- STATED TASK -
Please copy every line of the listing below without changing a single character.

══ MATERIAL TO PROCESS ══

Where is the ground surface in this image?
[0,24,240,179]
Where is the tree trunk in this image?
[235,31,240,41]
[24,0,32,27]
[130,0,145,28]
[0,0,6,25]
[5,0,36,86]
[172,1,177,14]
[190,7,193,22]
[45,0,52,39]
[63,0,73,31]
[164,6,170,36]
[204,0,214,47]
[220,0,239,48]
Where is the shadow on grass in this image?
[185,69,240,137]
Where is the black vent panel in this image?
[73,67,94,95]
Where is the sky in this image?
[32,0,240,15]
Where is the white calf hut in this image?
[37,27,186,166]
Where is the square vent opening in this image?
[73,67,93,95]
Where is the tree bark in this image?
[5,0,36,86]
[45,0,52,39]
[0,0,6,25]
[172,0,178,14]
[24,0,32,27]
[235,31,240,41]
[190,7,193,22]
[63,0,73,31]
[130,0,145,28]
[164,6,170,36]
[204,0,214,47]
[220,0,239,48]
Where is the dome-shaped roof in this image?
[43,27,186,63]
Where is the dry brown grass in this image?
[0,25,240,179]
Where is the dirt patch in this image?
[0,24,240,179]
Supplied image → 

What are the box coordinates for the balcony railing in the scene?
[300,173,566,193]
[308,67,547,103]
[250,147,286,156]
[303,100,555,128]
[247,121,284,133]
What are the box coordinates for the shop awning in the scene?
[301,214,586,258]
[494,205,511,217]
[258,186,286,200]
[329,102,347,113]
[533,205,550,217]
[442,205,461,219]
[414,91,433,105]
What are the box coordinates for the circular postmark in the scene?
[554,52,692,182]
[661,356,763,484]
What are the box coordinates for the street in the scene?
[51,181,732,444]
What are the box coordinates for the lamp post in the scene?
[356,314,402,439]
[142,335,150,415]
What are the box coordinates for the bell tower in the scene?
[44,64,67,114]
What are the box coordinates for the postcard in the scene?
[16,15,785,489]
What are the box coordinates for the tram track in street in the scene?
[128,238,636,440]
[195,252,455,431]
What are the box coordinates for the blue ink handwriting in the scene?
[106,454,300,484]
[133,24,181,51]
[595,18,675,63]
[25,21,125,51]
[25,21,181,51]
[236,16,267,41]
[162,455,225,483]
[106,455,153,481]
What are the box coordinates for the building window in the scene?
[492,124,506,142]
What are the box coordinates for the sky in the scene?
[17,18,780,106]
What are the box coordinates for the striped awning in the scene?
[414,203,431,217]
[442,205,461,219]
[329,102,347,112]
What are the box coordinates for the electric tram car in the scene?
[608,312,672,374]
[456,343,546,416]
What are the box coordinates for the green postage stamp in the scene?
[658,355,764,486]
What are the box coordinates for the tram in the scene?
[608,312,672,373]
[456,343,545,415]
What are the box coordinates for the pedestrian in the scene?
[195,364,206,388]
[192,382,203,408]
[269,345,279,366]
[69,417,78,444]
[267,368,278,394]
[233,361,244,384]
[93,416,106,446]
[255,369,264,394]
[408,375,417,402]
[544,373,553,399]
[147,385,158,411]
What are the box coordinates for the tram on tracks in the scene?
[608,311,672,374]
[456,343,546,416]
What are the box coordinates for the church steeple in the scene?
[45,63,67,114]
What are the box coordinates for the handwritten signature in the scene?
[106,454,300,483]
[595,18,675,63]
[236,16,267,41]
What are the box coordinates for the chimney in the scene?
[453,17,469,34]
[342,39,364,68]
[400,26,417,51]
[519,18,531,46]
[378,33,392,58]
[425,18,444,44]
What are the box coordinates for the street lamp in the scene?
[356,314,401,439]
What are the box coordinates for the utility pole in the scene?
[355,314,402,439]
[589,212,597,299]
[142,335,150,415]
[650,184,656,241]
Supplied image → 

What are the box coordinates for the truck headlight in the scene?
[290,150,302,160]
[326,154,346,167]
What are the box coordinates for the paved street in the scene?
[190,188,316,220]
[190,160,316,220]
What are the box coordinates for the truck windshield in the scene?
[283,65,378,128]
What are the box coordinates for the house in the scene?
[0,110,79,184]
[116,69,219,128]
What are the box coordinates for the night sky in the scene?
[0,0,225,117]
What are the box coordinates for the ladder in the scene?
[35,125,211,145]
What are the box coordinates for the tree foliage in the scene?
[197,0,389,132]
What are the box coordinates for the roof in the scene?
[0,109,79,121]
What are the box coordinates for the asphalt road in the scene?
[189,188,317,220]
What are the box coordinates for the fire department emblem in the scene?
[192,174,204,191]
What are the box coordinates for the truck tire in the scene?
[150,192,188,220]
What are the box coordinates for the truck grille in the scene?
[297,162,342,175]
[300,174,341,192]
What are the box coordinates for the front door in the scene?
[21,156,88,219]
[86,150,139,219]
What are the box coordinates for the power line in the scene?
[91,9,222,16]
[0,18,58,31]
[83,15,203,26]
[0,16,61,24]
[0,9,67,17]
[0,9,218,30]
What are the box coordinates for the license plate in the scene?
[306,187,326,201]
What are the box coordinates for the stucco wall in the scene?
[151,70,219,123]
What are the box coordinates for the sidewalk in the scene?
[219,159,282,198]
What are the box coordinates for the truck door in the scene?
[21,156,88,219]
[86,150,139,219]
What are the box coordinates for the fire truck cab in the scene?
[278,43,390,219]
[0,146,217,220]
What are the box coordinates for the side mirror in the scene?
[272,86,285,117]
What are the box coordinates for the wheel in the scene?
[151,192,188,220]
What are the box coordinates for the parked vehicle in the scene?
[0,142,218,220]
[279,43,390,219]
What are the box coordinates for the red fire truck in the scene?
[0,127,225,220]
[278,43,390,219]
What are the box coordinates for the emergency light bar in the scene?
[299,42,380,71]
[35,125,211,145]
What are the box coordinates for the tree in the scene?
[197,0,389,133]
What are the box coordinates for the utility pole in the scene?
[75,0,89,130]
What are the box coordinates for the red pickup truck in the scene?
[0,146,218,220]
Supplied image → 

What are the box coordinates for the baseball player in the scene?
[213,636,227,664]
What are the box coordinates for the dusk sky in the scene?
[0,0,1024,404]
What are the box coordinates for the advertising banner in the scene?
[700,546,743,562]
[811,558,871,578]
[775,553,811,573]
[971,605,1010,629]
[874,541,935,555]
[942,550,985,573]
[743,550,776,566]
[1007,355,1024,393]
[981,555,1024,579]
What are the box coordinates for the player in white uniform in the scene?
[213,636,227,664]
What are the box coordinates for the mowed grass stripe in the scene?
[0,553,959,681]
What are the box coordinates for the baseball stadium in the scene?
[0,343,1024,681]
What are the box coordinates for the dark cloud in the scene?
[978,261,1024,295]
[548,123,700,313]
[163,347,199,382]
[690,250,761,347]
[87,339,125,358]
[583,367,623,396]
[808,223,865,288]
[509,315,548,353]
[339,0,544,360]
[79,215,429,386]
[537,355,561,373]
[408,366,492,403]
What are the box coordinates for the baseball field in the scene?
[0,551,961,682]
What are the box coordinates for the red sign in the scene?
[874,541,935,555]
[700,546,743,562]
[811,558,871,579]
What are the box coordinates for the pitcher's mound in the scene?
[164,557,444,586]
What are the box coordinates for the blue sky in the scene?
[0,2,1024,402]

═══

- TASK RESULT -
Where is the ground surface in this image?
[0,24,240,179]
Where is the tree trunk in this image?
[235,31,240,41]
[24,0,32,27]
[130,0,145,28]
[0,0,6,25]
[5,0,36,86]
[172,1,177,14]
[190,7,193,22]
[45,0,52,39]
[63,0,73,31]
[164,6,170,36]
[204,0,214,47]
[220,0,239,48]
Where is the shadow on grass in this image?
[185,69,240,137]
Where is the black vent panel in this image?
[73,67,94,95]
Where is the sky in this image?
[32,0,240,15]
Where is the white calf hut in this image?
[37,27,186,166]
Where is the square vent opening in this image?
[73,67,93,95]
Where is the tree bark in this image?
[5,0,36,86]
[45,0,52,39]
[0,0,6,25]
[172,0,178,14]
[24,0,32,27]
[235,31,240,41]
[190,7,193,22]
[63,0,73,31]
[130,0,145,28]
[164,6,170,36]
[204,0,214,47]
[220,0,239,48]
Where is the dome-shaped roof in this image?
[43,27,186,63]
Where is the dry brown grass in this image?
[0,25,240,179]
Where is the dirt patch in this image?
[0,24,240,179]
Supplied image → 

What are the box coordinates for the balcony railing in the scene?
[300,173,566,193]
[308,67,547,103]
[250,147,286,156]
[303,100,555,128]
[247,121,284,133]
What are the box coordinates for the shop awning in the scene?
[301,214,586,258]
[494,205,511,217]
[258,186,286,200]
[329,102,347,113]
[533,205,550,217]
[442,205,461,219]
[414,91,433,105]
What are the box coordinates for the circular postmark in the scene?
[554,52,692,182]
[661,356,763,484]
What are the box coordinates for the street in the scene?
[51,181,732,444]
What are the box coordinates for the lamp post in the scene?
[356,314,402,439]
[142,335,150,415]
What are the box coordinates for the bell tower in the scene?
[44,64,67,114]
What are the box coordinates for the postcard in the scene?
[16,15,785,489]
What are the box coordinates for the tram track in street in the scene?
[128,238,636,440]
[195,252,455,431]
What are the box coordinates for the blue ink handwriting in the scene?
[106,454,300,484]
[133,24,181,51]
[595,18,675,63]
[25,21,125,51]
[25,21,181,51]
[236,16,267,41]
[162,455,225,483]
[106,455,153,481]
What are the box coordinates for the building window in the scene?
[492,124,506,142]
What are the box coordinates for the sky in the scene?
[17,18,780,106]
What are the box coordinates for the striped awning in the scene?
[414,203,431,217]
[442,205,461,219]
[329,102,347,112]
What are the box coordinates for the electric tram car in the scene?
[608,312,672,374]
[456,343,546,416]
What are the box coordinates for the green postage stamp in the scene?
[658,355,764,486]
What are the box coordinates for the tram in the scene?
[608,312,672,373]
[456,343,545,415]
What are the box coordinates for the pedestrian in the scene?
[195,364,206,388]
[192,382,203,408]
[269,345,279,366]
[69,417,78,444]
[267,368,278,394]
[233,361,244,384]
[93,416,106,446]
[255,369,264,394]
[408,375,417,402]
[544,373,553,399]
[147,385,158,411]
What are the box coordinates for the tram on tracks in the scene?
[608,311,672,374]
[456,343,546,416]
What are the box coordinates for the church steeple in the scene?
[45,63,67,114]
What are the box coordinates for the handwritten signature in the scene?
[106,454,300,483]
[595,18,675,63]
[236,16,267,41]
What are the box coordinates for the chimney in the scene?
[453,17,469,34]
[342,39,364,68]
[400,26,417,51]
[519,18,531,46]
[378,33,392,58]
[425,18,444,44]
What are the box coordinates for the street lamp in the scene?
[356,314,401,439]
What are the box coordinates for the utility pole in the scene?
[355,314,402,439]
[589,212,597,299]
[142,335,150,415]
[650,184,656,241]
Supplied image → 

What are the box coordinates for the truck headlight in the scene?
[290,150,302,160]
[326,154,346,167]
What are the box coordinates for the paved street in the scene?
[190,188,316,220]
[190,160,316,220]
What are the box coordinates for the truck windshield in the scene?
[283,65,378,128]
What are the box coordinates for the house in the scene?
[0,110,79,184]
[116,69,219,128]
What are the box coordinates for the night sky in the scene?
[0,0,225,117]
What are the box coordinates for the ladder in the scene?
[35,125,211,145]
What are the box coordinates for the tree foliage in the scene?
[197,0,389,132]
What are the box coordinates for the roof in the scene?
[0,109,79,121]
What are the box coordinates for the asphalt road in the scene?
[189,188,317,220]
What are the box coordinates for the fire department emblem in the scene?
[192,174,204,191]
What are the box coordinates for the truck tire in the scene?
[150,192,188,220]
What are the box coordinates for the truck grille in the scene?
[297,162,342,175]
[300,174,341,192]
What are the box coordinates for the front door in the scene?
[21,156,88,219]
[86,150,139,219]
What are the box coordinates for the power line in the scene?
[91,9,222,16]
[0,18,58,31]
[83,15,203,26]
[0,16,61,24]
[0,9,67,17]
[0,9,218,30]
What are the box coordinates for the license plate in the scene?
[306,187,326,201]
What are the box coordinates for the stucco wall in the scene?
[151,70,219,123]
What are the box coordinates for the sidewalk in the scene?
[219,159,282,198]
What are the box coordinates for the truck door in the scene?
[21,156,88,219]
[86,150,139,219]
What are the box coordinates for the fire truck cab in the scene?
[278,43,390,219]
[0,146,217,220]
What are the box coordinates for the side mirror in the scene?
[272,86,285,117]
What are the box coordinates for the wheel in the scene?
[151,192,188,220]
What are the box coordinates for the parked vehicle in the scene?
[0,142,218,220]
[279,43,390,219]
What are the box coordinates for the red fire truck in the scene?
[0,127,225,220]
[278,43,390,219]
What are the box coordinates for the emergency light bar in the scene?
[299,42,380,71]
[35,125,211,145]
What are the box coordinates for the tree in the scene?
[197,0,389,133]
What are the box coordinates for the utility pole in the scene?
[75,0,89,130]
What are the box coordinates for the red pickup truck in the scene?
[0,146,218,220]
Supplied image → 

What are the box coordinates for the baseball player in the scene?
[213,636,227,664]
What are the box coordinates for the dusk sky in the scene?
[0,0,1024,404]
What are the box coordinates for the advertising banner in the scene?
[700,546,743,562]
[811,558,871,578]
[775,553,811,573]
[971,605,1010,629]
[874,541,935,555]
[942,550,985,573]
[743,550,776,566]
[1007,355,1024,393]
[981,555,1024,579]
What are the box coordinates for the player in white uniform in the scene?
[213,636,227,664]
What are the box coordinates for the mowed grass stripe in the scene?
[0,553,959,681]
What are the box coordinates for the baseball stadium in the scene?
[0,343,1024,681]
What are the box coordinates for the dark cloud in the scene?
[978,261,1024,295]
[548,123,700,313]
[163,347,199,382]
[690,250,761,347]
[87,339,125,358]
[583,367,623,396]
[808,223,865,288]
[509,315,548,353]
[339,0,544,360]
[79,215,429,386]
[537,355,561,373]
[408,366,492,403]
What are the box coordinates for the baseball field in the scene?
[0,551,961,682]
What are the box coordinates for the red sign in the scene?
[874,541,935,555]
[700,546,743,562]
[811,558,871,579]
What are the box coordinates for the pitcher's mound in the scene?
[164,557,444,586]
What are the box coordinates for the blue sky in the scene?
[0,2,1024,402]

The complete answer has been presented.